§ Problem details: Reproduce verbatim every line from the one containing "Query: white display table" through the last line of the items below, with both of those lines included.

§ Exercise data:

◆ ◆ ◆ ◆ ◆

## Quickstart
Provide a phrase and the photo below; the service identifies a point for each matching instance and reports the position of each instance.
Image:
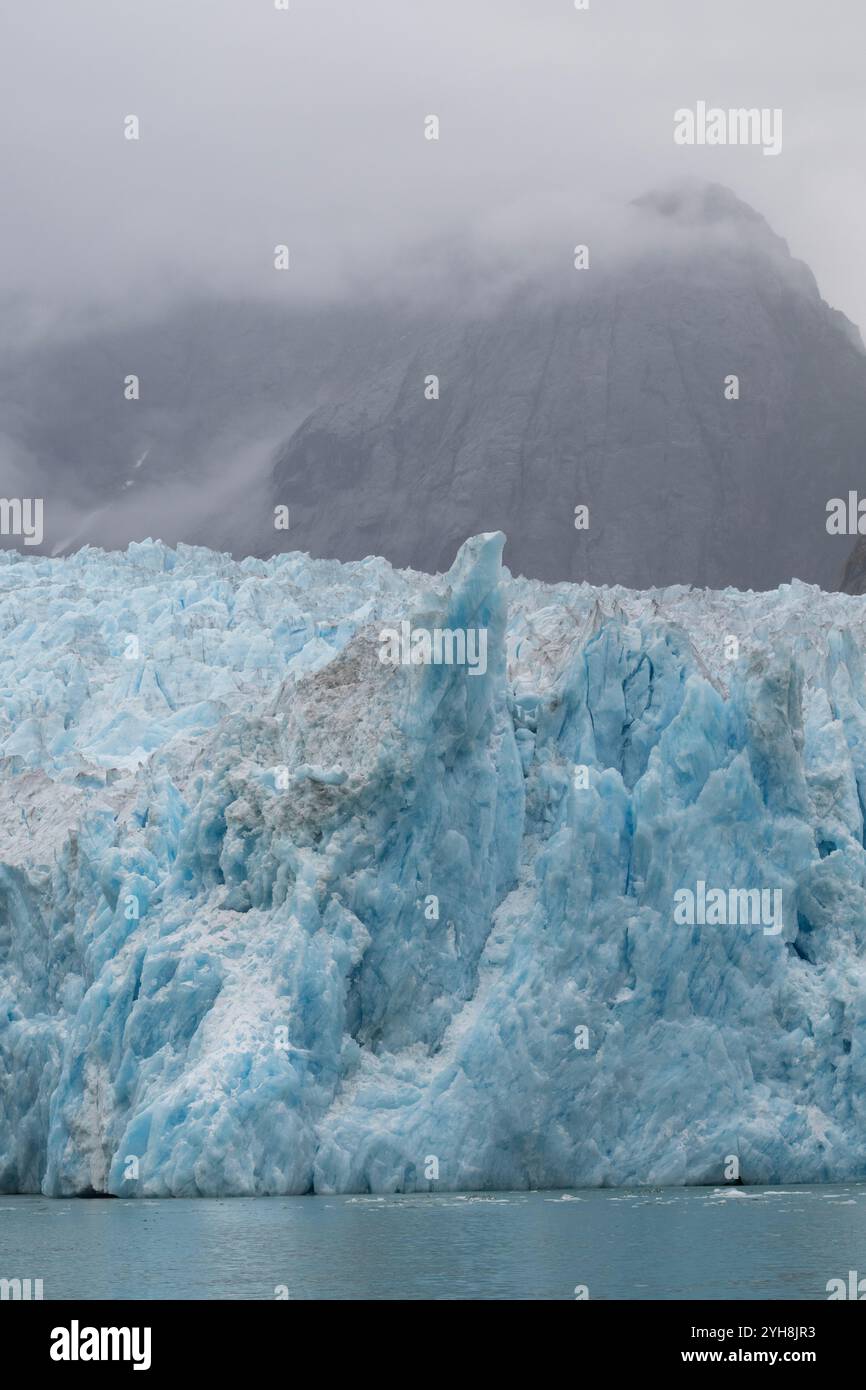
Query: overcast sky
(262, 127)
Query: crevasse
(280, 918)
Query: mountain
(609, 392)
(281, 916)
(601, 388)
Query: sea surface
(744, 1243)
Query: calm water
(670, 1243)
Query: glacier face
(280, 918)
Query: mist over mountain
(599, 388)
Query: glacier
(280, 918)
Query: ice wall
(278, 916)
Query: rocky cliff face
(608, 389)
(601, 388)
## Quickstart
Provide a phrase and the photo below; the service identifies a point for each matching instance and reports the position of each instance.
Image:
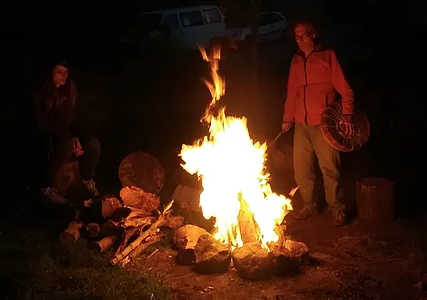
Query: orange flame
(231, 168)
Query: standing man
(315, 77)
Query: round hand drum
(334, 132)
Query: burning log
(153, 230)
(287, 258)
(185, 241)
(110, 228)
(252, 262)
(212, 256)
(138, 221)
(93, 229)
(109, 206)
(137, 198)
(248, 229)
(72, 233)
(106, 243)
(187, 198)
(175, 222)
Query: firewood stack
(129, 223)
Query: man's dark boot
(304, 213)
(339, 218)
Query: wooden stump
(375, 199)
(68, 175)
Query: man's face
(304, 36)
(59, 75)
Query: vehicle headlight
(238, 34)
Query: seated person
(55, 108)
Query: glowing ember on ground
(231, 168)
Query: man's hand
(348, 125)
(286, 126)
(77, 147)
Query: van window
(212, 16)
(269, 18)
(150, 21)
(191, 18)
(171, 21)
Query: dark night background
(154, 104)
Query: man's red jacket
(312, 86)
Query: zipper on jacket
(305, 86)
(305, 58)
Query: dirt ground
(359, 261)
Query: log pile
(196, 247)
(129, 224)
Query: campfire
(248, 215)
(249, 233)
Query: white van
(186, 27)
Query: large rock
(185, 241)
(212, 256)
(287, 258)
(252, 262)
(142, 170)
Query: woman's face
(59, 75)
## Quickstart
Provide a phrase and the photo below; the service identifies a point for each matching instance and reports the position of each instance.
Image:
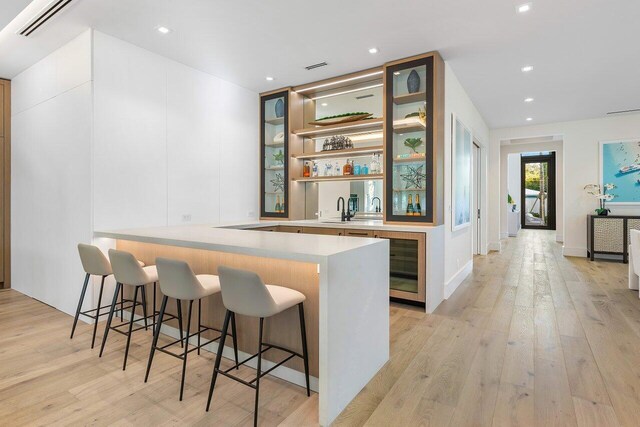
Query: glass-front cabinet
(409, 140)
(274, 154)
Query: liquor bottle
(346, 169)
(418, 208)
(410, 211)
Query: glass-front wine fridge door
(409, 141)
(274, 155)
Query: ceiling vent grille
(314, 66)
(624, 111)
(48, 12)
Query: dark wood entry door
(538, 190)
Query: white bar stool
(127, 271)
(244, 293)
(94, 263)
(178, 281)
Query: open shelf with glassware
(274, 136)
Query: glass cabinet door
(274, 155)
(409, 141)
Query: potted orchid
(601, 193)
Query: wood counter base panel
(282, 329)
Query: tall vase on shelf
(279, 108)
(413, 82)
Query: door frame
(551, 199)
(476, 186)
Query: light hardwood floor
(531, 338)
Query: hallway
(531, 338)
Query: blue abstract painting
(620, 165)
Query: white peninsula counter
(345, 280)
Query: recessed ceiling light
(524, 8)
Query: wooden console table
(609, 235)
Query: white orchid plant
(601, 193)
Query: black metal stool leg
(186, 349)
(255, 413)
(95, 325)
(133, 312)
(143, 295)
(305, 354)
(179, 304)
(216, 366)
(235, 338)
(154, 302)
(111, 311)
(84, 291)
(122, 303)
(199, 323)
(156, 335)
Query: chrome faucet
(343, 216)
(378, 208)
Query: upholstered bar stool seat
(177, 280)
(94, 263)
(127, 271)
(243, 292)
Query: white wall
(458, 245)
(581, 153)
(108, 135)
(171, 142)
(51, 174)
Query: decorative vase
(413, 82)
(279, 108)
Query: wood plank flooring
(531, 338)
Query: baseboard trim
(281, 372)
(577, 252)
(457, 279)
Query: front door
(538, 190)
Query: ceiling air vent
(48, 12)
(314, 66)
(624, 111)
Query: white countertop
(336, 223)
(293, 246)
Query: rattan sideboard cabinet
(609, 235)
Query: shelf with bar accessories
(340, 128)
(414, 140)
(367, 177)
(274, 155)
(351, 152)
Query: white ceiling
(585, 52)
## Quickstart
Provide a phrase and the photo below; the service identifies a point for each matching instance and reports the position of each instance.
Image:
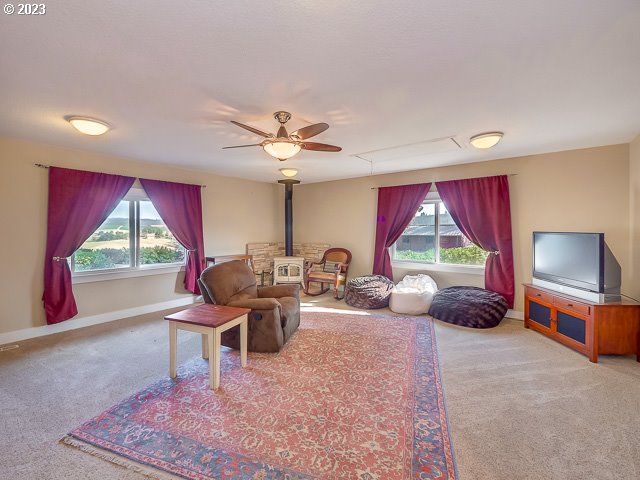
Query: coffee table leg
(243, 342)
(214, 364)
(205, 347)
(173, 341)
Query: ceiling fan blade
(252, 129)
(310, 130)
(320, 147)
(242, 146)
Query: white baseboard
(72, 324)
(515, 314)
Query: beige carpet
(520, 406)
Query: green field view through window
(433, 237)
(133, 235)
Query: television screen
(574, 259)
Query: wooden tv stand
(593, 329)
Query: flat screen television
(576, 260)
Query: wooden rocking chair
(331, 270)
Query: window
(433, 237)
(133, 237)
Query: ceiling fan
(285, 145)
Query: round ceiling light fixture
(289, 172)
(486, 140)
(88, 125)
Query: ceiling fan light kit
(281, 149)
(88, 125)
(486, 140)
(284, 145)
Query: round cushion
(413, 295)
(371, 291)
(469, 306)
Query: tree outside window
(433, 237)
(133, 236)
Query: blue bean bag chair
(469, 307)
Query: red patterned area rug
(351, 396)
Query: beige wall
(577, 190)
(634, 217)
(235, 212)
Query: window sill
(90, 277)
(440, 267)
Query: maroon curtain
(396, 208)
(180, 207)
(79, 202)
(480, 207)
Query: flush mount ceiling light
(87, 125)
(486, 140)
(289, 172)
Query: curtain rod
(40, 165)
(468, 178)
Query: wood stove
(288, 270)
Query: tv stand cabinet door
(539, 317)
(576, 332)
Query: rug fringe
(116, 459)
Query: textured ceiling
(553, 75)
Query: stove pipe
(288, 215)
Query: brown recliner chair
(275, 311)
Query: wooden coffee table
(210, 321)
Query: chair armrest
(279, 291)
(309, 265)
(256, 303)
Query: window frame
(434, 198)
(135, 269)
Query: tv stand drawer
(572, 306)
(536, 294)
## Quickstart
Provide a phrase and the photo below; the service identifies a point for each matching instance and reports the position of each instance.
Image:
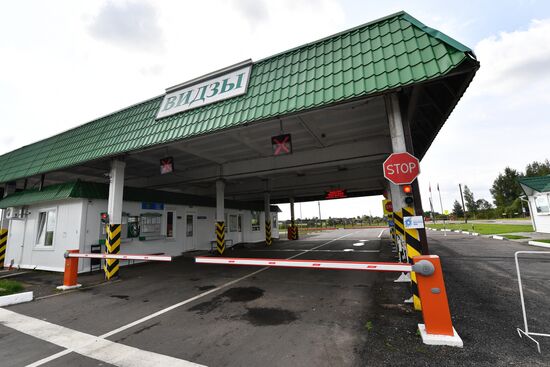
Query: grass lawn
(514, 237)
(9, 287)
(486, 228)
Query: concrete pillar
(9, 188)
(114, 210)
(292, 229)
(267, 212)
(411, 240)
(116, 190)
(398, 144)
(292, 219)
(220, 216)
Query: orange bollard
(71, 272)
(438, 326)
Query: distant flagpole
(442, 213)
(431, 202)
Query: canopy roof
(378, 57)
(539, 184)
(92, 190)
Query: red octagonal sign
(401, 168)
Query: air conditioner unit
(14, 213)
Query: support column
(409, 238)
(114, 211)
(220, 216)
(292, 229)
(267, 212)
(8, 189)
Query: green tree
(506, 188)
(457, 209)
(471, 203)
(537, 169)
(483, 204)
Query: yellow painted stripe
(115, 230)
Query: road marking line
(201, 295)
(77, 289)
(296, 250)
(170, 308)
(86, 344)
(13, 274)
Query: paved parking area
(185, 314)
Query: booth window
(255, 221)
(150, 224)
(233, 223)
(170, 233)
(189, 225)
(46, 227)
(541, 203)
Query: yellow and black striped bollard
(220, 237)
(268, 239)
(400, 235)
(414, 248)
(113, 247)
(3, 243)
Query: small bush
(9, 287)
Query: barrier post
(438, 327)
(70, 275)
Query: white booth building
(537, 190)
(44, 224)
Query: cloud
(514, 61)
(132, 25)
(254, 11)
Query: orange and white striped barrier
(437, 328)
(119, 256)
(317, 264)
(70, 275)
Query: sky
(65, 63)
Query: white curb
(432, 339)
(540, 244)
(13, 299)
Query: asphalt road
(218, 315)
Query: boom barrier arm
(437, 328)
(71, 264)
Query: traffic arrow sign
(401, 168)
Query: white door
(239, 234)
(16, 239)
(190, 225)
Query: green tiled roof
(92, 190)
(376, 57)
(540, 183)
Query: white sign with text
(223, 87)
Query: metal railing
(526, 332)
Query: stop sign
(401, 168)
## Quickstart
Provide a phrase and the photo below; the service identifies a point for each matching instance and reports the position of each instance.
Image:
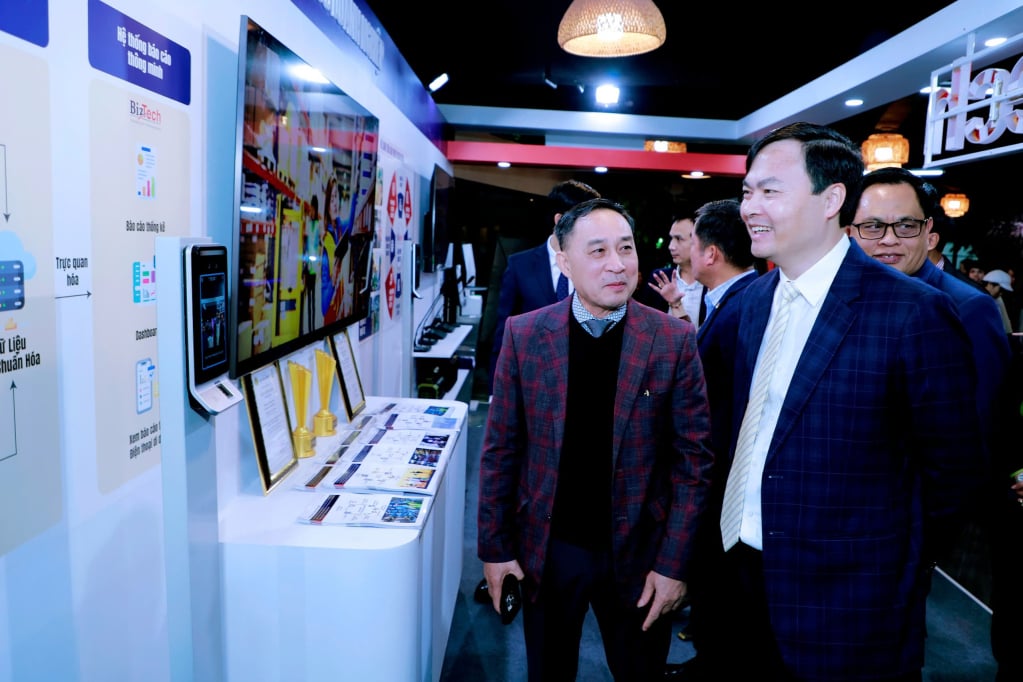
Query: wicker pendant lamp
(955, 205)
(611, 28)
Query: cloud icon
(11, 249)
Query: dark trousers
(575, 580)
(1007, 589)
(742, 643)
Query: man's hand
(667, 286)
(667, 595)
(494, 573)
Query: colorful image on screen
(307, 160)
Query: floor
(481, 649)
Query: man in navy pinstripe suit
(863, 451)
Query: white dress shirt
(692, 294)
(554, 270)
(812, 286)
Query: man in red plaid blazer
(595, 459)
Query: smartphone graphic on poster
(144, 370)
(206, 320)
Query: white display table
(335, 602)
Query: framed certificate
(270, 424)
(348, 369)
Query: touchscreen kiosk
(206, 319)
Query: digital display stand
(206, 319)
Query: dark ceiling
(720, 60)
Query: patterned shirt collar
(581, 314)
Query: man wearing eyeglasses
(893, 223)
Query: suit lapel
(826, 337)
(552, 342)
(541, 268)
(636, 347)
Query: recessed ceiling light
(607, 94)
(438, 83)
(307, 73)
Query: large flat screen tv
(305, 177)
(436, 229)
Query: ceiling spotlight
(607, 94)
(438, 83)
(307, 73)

◆ ◆ ◆ ◆ ◆

§ Output for this task:
Query: white display table
(335, 602)
Query: framed certificate
(270, 424)
(348, 369)
Query: touchscreen kiosk
(206, 319)
Query: digital display stand
(206, 319)
Query: dark ceiling
(720, 60)
Query: patterned shirt collar
(581, 314)
Query: man wearing eyeglasses
(893, 223)
Query: suit lapel
(826, 337)
(552, 342)
(541, 268)
(636, 347)
Query: recessed ceiling light
(607, 94)
(438, 83)
(307, 73)
Query: large flat screen tv
(305, 177)
(436, 229)
Query: ceiling spotlight
(607, 94)
(438, 83)
(307, 73)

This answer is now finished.